=== TEXT ===
/---
As they got to know each other better, Jeffrey began to see a man whose reserve and frugality were products of the Depression, as was his solidarity with the destitute and those who stood up to power or authority. Jeffrey also saw the remnants of the war his father had survived. He was almost deaf but still refused to use hearing aids, perhaps preferring the cold comfort of isolation.

“He was still the same person, but he was looking to talk about positive things,” Jeffrey said. “He asked about my family and my son. I showed him pictures and he was really taken with that.... I couldn’t have been happier that we had a chance to connect.”

When Delmer died about a year and a half ago at 98, it was left to Jeffrey to deal with the estate. He began going through his father’s papers, and was astonished by the small fortune his father had amassed while living the life of a pauper. His wealth — several million dollars worth — wasn’t from his career, but mostly from investments. He was inclined to buy and hold blue-chip stocks for decades, and then there was the equity from the house he’d lived in for half his life.
\---
=== INSTRUCTIONS TO FOLLOW ===
Edit the stretch of the text about Jeffrey and his father from "When Delmer died" through "half his life." so that "blue-chip stocks" becomes "government bonds".

=== INFORMATION SUPPLIED ===
/---
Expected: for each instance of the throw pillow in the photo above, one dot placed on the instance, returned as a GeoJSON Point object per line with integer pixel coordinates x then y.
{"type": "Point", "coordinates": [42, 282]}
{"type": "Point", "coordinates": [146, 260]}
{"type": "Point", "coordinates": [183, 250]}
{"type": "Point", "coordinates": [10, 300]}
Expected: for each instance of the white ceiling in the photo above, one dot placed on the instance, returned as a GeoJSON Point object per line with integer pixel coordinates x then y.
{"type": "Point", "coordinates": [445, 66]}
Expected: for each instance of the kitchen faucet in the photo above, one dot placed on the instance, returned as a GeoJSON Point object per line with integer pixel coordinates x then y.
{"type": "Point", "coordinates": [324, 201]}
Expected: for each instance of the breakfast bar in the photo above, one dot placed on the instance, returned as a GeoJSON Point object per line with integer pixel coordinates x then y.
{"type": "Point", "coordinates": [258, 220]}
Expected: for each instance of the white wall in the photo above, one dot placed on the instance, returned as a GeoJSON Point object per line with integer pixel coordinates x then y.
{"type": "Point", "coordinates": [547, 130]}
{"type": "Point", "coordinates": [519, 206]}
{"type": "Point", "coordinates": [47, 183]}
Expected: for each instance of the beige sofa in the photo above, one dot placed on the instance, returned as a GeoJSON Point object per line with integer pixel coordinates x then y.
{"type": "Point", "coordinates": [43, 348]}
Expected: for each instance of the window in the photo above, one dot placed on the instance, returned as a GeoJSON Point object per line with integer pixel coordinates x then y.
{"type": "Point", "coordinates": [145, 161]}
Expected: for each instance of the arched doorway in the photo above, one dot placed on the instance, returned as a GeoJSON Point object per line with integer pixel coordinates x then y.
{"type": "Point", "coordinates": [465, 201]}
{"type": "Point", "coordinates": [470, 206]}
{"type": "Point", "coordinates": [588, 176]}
\---
=== COMPLETED TASK ===
When Delmer died about a year and a half ago at 98, it was left to Jeffrey to deal with the estate. He began going through his father’s papers, and was astonished by the small fortune his father had amassed while living the life of a pauper. His wealth — several million dollars worth — wasn’t from his career, but mostly from investments. He was inclined to buy and hold government bonds for decades, and then there was the equity from the house he’d lived in for half his life.